**Stated goal**
Switch every "result shape" in the material below to "output format" and reproduce all of its lines with nothing else changed. Leave the pictures out of your answer.

+++ Dataset entries

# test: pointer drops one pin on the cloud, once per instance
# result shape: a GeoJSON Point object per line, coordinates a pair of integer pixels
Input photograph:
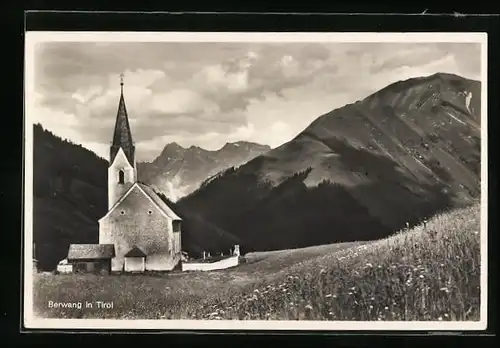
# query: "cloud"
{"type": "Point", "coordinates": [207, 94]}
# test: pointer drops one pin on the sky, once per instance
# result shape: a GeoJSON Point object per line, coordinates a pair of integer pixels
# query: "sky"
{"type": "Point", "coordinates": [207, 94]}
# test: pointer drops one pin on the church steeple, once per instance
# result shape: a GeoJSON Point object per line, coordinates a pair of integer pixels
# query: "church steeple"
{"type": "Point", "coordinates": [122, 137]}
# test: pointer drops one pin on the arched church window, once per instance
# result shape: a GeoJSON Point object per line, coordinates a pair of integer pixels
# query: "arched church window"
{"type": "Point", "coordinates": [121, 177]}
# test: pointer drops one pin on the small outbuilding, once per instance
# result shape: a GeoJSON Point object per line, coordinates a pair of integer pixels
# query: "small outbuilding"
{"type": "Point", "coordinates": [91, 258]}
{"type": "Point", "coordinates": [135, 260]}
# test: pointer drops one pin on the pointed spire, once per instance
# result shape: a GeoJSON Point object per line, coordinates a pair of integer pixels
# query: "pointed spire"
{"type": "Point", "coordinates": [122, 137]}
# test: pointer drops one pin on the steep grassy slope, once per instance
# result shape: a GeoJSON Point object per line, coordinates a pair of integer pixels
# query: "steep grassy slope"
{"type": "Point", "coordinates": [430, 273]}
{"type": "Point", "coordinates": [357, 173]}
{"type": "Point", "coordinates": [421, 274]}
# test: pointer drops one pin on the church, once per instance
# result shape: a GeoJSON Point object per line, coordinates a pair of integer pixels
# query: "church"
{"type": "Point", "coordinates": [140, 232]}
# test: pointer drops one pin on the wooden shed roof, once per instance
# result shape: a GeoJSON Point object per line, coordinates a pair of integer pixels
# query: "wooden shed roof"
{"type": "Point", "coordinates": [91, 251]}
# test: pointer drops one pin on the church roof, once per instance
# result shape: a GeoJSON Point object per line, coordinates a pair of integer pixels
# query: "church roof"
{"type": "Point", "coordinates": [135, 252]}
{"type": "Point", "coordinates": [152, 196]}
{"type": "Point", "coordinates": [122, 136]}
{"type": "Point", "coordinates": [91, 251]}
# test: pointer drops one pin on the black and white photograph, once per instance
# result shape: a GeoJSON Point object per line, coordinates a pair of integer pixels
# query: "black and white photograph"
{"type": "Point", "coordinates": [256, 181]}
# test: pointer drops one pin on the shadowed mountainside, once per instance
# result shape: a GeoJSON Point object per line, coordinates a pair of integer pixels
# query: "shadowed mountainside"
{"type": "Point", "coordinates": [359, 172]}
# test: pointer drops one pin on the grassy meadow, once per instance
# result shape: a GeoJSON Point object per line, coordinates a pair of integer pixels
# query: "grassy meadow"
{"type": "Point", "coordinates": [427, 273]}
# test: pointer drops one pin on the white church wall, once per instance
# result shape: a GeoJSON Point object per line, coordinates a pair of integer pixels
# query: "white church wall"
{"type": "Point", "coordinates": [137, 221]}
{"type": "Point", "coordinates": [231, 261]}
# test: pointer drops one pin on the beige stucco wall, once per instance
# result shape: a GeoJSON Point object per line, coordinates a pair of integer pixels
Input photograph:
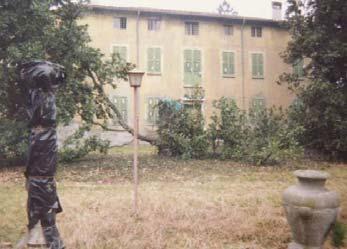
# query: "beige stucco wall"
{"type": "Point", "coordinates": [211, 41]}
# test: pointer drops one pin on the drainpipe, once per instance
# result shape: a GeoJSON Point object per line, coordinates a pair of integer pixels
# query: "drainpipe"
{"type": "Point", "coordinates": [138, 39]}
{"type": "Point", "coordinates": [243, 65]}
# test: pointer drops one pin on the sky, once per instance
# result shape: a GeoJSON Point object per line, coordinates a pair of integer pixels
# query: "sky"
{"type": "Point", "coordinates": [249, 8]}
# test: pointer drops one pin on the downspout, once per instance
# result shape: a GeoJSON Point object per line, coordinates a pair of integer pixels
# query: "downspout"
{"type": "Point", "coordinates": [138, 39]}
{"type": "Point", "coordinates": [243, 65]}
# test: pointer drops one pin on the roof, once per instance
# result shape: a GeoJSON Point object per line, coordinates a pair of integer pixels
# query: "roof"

++++++

**Answer to this problem**
# test: pointer drops one pin on the cloud, once per instance
# output format: a GeoJSON Point object per line, coordinates a pair of integer pixels
Input photograph:
# query: "cloud"
{"type": "Point", "coordinates": [207, 94]}
# test: pointer drops one pin on the sky, once per instance
# output format: a GeoJSON Point object per line, coordinates a pair of integer pixels
# query: "sky"
{"type": "Point", "coordinates": [207, 94]}
# test: pointer drops one pin on the church steeple, once per instance
# output format: a GeoJSON Point object per line, coordinates a pair of integer pixels
# query: "church steeple"
{"type": "Point", "coordinates": [122, 137]}
# test: pointer drops one pin on the arched church window, once per instance
# output format: a GeoJSON Point object per line, coordinates a pair of integer pixels
# query: "arched church window"
{"type": "Point", "coordinates": [121, 177]}
# test: pointer drops one pin on the small outbuilding, once per instance
# output format: a GeoJSON Point object per line, coordinates a pair of integer pixels
# query: "small outbuilding"
{"type": "Point", "coordinates": [91, 258]}
{"type": "Point", "coordinates": [135, 260]}
# test: pointer drops one pin on the pointed spire, once per instance
# output format: a GeoJSON Point object per line, coordinates a pair of integer pixels
# query: "pointed spire"
{"type": "Point", "coordinates": [122, 137]}
# test: pointer drops one pin on the steep grassy slope, once per instance
# output format: a GeoJSON Point object per line, coordinates a pair of integer pixels
# query: "steep grassy slope"
{"type": "Point", "coordinates": [430, 273]}
{"type": "Point", "coordinates": [357, 173]}
{"type": "Point", "coordinates": [421, 274]}
# test: pointer drops one pin on the church, once per instance
# output format: a GeoJSON Point object per line, coordinates a pair of integer pixels
# query: "church"
{"type": "Point", "coordinates": [140, 232]}
# test: pointer drops one pin on the wooden shed roof, once per instance
# output format: a GeoJSON Point object per line, coordinates a pair of integer pixels
# query: "wooden shed roof"
{"type": "Point", "coordinates": [91, 251]}
# test: pointer drops one pin on the church roof, once per instance
# output format: a GeoJSON Point object per line, coordinates a pair of integer pixels
# query: "church roof"
{"type": "Point", "coordinates": [135, 252]}
{"type": "Point", "coordinates": [152, 196]}
{"type": "Point", "coordinates": [122, 136]}
{"type": "Point", "coordinates": [91, 251]}
# test: pointer drops one pin on the black and white photograph, once per instance
# output format: a GeoJSON Point object per line, coordinates a pair of integer pixels
# query: "black and white photograph"
{"type": "Point", "coordinates": [256, 181]}
# test: pointer drops one pin on the shadowed mountainside, once per instance
# output format: a GeoJSON Point object per line, coordinates a pair of integer pixels
# query: "shadowed mountainside"
{"type": "Point", "coordinates": [359, 172]}
# test: pointer drops one pin on the grassy meadow, once per instance
# output format: a GeoJSON Point object per line, coordinates a pair of integer pixels
# query: "grassy meadow"
{"type": "Point", "coordinates": [427, 273]}
# test: pointer drops one pin on the white church wall, once per instance
# output format: a GeoJSON Point object per line, coordinates a pair of integer pixels
# query: "white church wall"
{"type": "Point", "coordinates": [137, 221]}
{"type": "Point", "coordinates": [231, 261]}
# test: pointer drops one pin on the beige stucco wall, once per instance
# output format: a GeoJSON Point object per line, coordinates a pair of integer pixels
Input photograph:
# query: "beige stucco wall"
{"type": "Point", "coordinates": [211, 41]}
# test: pointer drops one pin on the drainpipe, once per instance
# output format: a GeoJSON Point object per line, coordinates a pair of integer pixels
# query: "drainpipe"
{"type": "Point", "coordinates": [138, 39]}
{"type": "Point", "coordinates": [243, 65]}
# test: pointer drops one pin on the sky, once per instance
# output format: a GeoJSON Point object per line, coordinates a pair of integer pixels
# query: "sky"
{"type": "Point", "coordinates": [249, 8]}
# test: pointer drops one pin on the downspout, once per instance
# output format: a GeoJSON Point object per line, coordinates a pair of integer pixels
# query: "downspout"
{"type": "Point", "coordinates": [138, 39]}
{"type": "Point", "coordinates": [243, 65]}
# test: pointer drops one pin on the roof, once per instance
# output format: a GeoJSON Point object per line, coordinates a pair of integer pixels
# query: "roof"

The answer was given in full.